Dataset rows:
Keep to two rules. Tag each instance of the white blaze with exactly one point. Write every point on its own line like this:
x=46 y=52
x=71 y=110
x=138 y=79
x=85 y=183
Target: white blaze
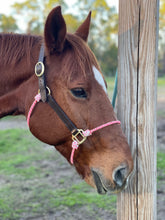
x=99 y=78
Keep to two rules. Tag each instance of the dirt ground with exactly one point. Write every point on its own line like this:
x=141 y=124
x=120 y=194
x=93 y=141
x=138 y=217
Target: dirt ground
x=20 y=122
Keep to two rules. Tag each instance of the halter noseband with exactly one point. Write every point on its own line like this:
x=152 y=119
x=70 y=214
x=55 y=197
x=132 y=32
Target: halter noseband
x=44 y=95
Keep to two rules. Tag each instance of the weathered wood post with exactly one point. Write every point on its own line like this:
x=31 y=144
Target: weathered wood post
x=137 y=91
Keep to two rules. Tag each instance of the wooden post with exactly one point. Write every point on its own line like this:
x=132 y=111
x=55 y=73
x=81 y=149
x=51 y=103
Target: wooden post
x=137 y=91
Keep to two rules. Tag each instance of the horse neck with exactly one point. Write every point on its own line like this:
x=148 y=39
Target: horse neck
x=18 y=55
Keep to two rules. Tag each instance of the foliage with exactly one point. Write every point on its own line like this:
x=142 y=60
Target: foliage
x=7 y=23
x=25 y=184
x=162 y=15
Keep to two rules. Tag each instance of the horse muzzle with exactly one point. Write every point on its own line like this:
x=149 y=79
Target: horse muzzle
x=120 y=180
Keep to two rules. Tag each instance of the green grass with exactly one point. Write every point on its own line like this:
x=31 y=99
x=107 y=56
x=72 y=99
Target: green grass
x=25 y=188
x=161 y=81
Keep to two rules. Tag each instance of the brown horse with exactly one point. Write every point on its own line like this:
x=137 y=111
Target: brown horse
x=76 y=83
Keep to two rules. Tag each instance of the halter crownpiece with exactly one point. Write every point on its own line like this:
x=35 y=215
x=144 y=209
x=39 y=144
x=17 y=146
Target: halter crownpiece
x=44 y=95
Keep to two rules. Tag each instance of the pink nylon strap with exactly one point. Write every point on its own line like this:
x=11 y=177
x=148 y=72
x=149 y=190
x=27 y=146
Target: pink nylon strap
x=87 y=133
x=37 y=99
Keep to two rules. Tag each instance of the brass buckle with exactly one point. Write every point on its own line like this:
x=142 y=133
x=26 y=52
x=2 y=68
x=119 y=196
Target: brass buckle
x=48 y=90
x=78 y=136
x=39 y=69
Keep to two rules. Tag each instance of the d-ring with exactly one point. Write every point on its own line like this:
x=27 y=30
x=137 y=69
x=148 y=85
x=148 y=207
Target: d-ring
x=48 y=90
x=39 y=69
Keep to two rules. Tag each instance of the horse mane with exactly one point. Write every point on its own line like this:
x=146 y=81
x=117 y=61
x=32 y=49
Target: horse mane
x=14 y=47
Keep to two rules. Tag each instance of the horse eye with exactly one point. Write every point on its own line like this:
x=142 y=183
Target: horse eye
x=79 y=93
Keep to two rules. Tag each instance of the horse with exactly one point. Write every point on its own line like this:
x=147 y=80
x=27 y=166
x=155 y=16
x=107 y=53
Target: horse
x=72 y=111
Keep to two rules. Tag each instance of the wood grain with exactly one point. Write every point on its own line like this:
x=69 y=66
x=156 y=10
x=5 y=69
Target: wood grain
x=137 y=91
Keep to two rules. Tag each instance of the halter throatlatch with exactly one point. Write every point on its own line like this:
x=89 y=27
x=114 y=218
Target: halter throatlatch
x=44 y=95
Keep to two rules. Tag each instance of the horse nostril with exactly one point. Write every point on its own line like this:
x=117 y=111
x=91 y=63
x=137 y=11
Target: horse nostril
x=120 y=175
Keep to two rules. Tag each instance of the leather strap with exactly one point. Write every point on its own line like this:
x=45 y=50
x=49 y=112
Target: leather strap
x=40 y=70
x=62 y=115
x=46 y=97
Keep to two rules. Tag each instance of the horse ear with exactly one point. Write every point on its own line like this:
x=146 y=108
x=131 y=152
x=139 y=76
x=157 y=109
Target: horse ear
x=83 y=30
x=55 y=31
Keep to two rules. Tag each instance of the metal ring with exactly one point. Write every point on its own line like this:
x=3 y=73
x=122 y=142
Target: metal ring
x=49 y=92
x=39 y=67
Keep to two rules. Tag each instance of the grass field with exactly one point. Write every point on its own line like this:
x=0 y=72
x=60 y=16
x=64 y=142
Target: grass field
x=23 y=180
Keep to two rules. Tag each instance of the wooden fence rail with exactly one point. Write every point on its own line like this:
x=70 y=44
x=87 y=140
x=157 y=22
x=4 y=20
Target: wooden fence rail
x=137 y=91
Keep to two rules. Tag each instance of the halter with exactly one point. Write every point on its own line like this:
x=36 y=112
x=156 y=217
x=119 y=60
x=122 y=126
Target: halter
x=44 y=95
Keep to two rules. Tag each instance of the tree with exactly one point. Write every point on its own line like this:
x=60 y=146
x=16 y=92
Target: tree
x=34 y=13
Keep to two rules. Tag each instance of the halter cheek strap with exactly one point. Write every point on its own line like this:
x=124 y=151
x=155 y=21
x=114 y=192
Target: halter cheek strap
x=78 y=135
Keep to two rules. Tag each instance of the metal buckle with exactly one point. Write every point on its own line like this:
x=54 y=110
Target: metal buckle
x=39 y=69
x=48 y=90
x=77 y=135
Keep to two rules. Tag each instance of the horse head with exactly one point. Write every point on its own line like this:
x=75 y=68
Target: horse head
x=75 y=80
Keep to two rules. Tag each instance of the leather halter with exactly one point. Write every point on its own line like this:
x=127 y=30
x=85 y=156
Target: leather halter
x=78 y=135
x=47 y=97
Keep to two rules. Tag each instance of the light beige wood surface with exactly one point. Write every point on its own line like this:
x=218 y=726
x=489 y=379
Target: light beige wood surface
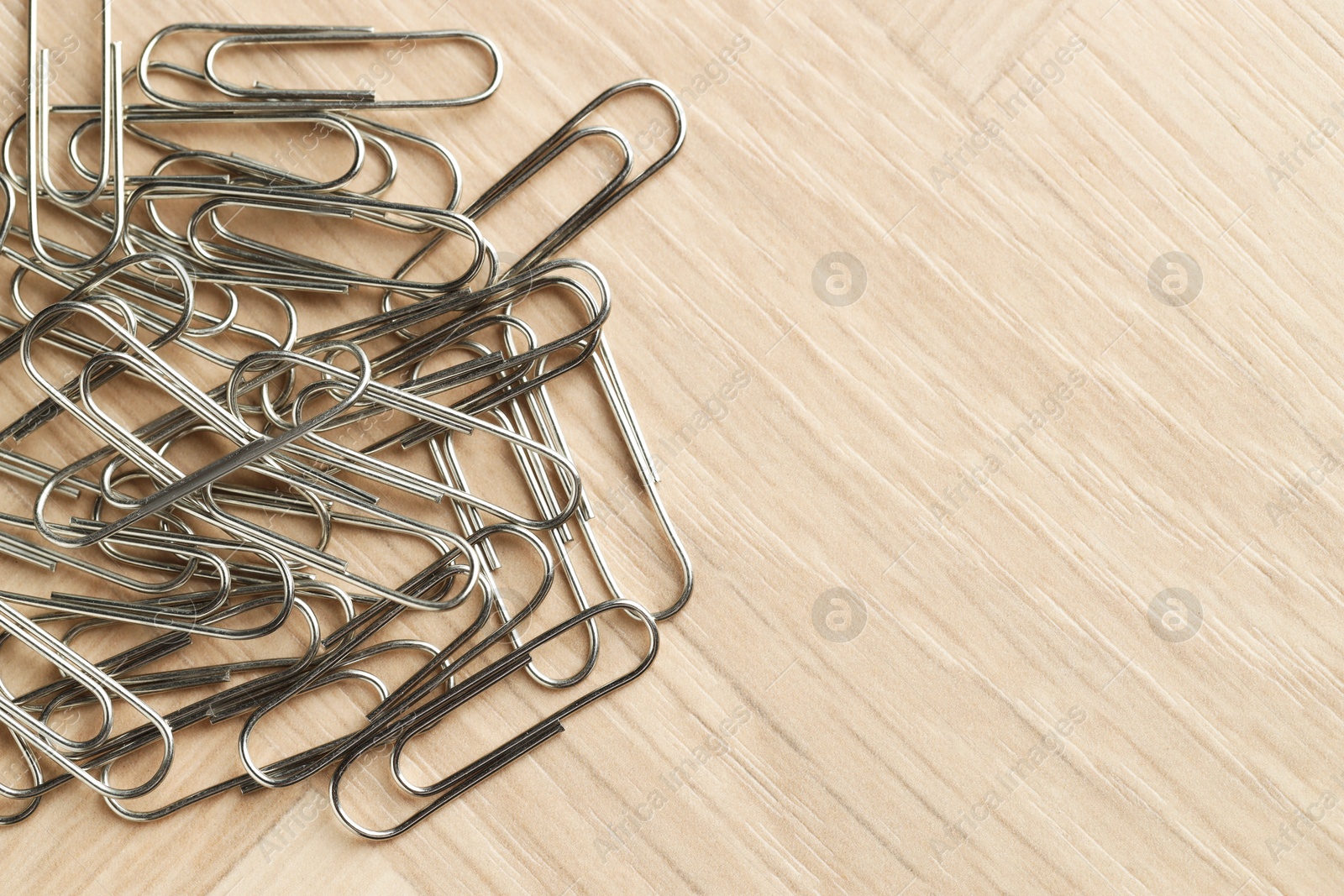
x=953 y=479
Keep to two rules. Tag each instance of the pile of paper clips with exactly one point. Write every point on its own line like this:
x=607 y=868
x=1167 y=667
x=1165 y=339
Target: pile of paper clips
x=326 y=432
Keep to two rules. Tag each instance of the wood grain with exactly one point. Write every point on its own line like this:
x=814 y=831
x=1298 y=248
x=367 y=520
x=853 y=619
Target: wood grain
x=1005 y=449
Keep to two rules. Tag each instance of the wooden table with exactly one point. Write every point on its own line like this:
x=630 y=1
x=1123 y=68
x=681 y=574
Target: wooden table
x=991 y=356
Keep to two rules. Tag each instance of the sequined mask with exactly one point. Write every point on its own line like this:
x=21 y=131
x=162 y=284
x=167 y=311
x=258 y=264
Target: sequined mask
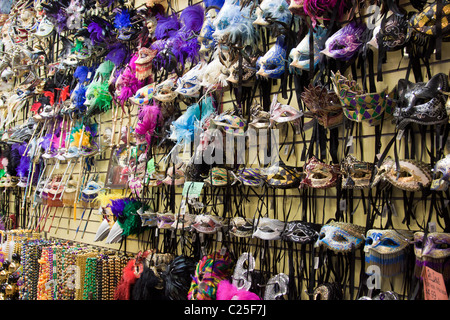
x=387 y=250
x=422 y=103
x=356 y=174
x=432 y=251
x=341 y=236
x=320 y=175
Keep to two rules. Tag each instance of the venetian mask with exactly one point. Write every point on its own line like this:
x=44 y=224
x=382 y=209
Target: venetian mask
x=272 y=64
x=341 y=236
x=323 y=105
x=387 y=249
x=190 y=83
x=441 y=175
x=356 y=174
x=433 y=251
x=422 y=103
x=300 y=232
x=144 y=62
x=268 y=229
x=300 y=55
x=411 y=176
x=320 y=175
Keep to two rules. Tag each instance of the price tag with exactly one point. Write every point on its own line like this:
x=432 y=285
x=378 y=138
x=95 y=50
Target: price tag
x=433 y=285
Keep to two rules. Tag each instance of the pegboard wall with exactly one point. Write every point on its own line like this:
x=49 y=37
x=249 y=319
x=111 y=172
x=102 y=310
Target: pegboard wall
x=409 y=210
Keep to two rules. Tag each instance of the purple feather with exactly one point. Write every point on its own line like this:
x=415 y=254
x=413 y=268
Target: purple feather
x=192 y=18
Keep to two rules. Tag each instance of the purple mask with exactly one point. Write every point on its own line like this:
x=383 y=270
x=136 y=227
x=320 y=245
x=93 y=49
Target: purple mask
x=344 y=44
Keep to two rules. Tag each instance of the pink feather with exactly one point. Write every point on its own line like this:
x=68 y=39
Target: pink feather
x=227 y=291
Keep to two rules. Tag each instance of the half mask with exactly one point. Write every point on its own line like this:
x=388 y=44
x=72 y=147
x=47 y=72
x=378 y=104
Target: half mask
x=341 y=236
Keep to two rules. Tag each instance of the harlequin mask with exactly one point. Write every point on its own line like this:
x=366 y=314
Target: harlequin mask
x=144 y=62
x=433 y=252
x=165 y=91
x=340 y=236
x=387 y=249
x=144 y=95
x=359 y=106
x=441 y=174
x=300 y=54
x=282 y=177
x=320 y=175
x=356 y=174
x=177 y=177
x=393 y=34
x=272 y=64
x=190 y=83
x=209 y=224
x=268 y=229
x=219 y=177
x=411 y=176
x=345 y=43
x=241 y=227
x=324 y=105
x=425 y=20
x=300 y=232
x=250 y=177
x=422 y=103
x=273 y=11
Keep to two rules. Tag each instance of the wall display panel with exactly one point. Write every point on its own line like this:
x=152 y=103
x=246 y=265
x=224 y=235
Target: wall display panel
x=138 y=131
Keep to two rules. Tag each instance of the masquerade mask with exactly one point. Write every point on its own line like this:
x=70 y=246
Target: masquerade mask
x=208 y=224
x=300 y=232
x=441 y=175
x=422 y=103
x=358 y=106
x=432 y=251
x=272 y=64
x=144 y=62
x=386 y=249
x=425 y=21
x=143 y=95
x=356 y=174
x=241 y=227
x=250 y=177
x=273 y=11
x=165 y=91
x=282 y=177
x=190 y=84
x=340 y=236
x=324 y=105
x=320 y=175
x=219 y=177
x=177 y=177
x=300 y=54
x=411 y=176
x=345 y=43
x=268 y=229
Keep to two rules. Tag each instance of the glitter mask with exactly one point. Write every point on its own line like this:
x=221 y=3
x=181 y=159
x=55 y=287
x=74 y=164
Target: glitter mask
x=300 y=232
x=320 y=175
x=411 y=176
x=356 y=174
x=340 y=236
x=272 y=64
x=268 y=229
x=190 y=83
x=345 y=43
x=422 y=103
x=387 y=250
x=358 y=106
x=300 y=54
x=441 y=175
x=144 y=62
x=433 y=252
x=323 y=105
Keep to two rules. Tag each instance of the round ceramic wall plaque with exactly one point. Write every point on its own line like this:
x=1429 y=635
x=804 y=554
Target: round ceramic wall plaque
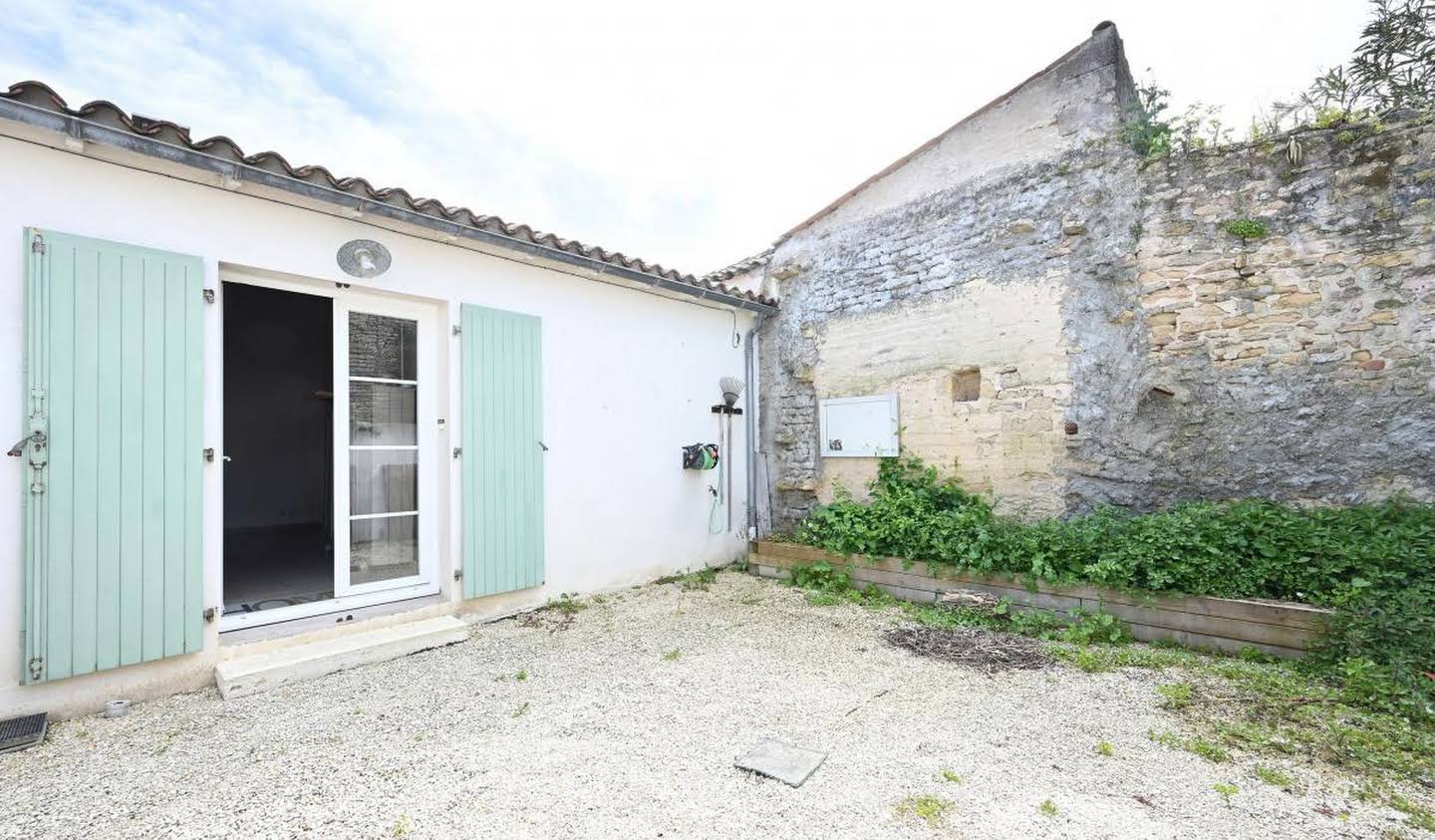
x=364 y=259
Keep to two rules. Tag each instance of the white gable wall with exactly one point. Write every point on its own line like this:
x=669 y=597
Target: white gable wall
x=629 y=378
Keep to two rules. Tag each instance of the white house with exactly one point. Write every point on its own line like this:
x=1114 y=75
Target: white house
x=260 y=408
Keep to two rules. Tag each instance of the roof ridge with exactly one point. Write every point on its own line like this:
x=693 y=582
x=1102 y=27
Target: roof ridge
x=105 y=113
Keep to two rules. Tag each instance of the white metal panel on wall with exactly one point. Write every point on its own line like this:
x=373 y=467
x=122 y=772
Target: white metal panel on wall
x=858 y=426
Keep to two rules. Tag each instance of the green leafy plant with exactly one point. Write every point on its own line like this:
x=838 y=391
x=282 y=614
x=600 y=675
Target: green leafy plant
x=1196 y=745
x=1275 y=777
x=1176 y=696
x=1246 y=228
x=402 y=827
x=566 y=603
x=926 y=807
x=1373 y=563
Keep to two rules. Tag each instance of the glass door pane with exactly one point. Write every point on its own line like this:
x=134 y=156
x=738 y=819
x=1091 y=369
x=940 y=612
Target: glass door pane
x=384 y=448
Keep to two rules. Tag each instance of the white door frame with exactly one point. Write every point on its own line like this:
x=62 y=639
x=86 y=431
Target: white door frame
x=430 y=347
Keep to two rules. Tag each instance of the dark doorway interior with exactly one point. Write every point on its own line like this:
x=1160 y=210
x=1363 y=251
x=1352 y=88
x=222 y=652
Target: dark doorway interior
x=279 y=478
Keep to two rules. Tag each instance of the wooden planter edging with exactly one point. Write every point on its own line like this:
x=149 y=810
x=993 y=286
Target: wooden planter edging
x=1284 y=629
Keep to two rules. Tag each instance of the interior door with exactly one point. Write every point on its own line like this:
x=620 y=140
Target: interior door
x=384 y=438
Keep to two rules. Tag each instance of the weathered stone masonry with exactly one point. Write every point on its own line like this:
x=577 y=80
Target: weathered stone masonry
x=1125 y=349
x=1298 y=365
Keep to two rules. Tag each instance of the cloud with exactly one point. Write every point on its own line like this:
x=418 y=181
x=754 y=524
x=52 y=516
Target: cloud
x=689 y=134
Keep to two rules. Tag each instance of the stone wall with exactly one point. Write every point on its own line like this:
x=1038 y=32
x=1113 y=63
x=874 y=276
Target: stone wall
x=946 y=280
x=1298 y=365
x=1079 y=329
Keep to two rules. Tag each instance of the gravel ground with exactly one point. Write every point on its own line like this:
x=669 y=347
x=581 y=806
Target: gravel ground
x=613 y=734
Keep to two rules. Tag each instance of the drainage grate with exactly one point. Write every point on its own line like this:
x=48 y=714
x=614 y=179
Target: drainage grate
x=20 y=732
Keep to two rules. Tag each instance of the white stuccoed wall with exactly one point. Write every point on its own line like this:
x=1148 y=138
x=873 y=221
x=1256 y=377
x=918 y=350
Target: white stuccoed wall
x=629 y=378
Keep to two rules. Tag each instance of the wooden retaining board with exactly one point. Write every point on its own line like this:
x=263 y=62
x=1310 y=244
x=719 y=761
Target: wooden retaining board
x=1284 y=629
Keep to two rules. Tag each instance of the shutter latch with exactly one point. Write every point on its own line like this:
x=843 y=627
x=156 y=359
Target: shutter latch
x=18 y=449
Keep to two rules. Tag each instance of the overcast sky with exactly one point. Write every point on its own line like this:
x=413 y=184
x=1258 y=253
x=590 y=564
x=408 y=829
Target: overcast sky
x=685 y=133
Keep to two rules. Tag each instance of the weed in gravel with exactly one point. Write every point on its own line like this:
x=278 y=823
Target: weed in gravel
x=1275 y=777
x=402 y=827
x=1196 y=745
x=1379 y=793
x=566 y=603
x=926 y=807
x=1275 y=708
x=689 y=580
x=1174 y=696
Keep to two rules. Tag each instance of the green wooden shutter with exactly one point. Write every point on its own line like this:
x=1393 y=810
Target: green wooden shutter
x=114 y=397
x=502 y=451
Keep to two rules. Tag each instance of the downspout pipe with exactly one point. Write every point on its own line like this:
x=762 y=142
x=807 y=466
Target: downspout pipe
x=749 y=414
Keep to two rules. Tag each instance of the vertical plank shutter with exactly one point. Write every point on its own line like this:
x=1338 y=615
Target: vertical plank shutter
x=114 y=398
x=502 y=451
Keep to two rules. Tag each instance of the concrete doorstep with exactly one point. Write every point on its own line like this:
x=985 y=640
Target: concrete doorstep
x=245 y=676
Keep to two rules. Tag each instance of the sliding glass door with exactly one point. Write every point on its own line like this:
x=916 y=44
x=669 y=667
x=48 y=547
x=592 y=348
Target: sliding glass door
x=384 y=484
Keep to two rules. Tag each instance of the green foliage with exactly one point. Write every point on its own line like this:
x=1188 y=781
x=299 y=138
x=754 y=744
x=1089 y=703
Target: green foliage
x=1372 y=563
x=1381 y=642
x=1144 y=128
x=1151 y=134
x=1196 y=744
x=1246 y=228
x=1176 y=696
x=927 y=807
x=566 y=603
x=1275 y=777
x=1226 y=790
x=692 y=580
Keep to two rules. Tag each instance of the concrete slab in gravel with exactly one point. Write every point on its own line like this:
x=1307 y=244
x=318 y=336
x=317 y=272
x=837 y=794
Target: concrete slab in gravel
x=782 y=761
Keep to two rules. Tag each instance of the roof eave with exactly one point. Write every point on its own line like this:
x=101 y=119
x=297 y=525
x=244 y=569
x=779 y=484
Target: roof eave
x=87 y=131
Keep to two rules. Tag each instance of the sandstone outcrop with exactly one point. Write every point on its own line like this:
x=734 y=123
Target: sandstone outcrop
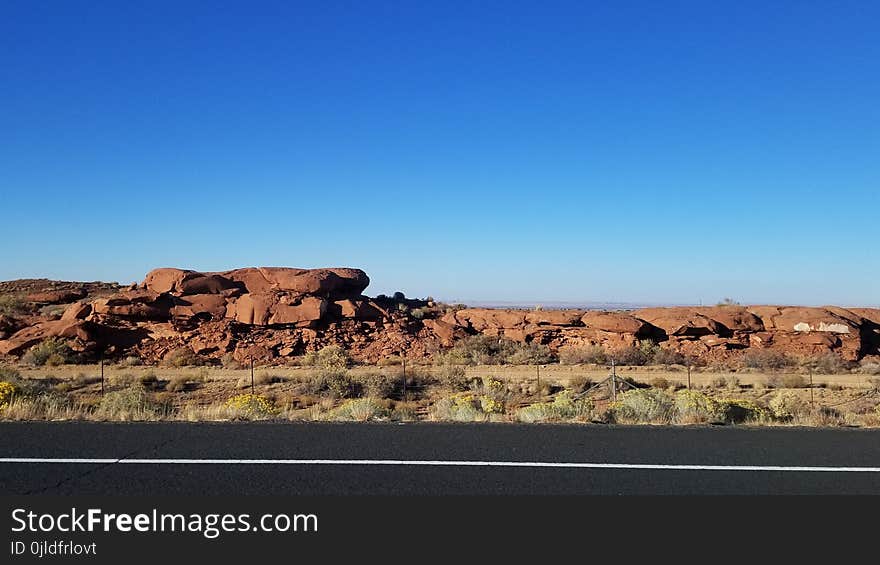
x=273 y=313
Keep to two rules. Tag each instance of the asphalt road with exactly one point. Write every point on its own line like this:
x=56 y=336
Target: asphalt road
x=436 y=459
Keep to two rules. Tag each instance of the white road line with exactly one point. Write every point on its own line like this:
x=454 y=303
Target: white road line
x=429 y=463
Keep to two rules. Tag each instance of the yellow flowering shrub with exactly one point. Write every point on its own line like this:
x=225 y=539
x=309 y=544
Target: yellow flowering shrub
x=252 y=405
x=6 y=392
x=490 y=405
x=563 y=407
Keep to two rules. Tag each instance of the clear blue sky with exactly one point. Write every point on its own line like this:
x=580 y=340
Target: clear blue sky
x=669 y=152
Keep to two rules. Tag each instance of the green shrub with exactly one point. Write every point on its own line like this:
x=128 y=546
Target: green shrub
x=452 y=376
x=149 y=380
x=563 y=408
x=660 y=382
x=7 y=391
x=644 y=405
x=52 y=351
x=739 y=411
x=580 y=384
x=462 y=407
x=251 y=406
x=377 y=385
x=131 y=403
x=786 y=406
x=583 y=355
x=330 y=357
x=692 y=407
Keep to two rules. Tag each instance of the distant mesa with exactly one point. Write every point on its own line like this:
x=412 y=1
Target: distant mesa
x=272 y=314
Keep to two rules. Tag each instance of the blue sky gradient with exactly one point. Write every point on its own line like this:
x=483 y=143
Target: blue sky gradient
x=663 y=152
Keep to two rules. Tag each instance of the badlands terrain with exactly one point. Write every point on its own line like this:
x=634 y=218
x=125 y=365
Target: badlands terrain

What to do: Reproduce only the records between the line containing "Keep to two rules. Tag each instance of the white gable" and the line containing "x=384 y=448", inclusive, leaving the requests unchanged. Multiply every x and y coordinate in the answers by 0.2 and round each result to a whole number, with halves rounded up.

Result:
Keep to two rules. Tag each instance of the white gable wall with exactly one point. Write every point on its own line like this:
x=669 y=597
Target: white gable wall
x=126 y=76
Keep to two rules. Tag each instance of the white house with exactly one point. Write every point on its own line like this:
x=1114 y=75
Target: white house
x=52 y=82
Keep to two rules. Tag each instance of the roof ridge with exactly one point. Write every point on its own line like this:
x=693 y=582
x=1102 y=27
Target: roof ridge
x=21 y=23
Keep to two rules. Tag each instance of the white metal panel on wall with exactly one point. Write every point on its own line like this:
x=373 y=467
x=122 y=772
Target: white metal panel on wall
x=172 y=85
Keep to two rules. Tag each instance of the green leafy plant with exactly one point. Write every point on its own line like this:
x=838 y=391
x=282 y=614
x=600 y=675
Target: green leafy plant
x=239 y=149
x=255 y=155
x=235 y=139
x=249 y=46
x=80 y=165
x=113 y=121
x=185 y=161
x=275 y=113
Keep to two rules. Tag each instance of the glass door pane with exactly one point. Write every point on its own line like this:
x=134 y=156
x=738 y=819
x=1091 y=369
x=940 y=612
Target: glass door pane
x=77 y=90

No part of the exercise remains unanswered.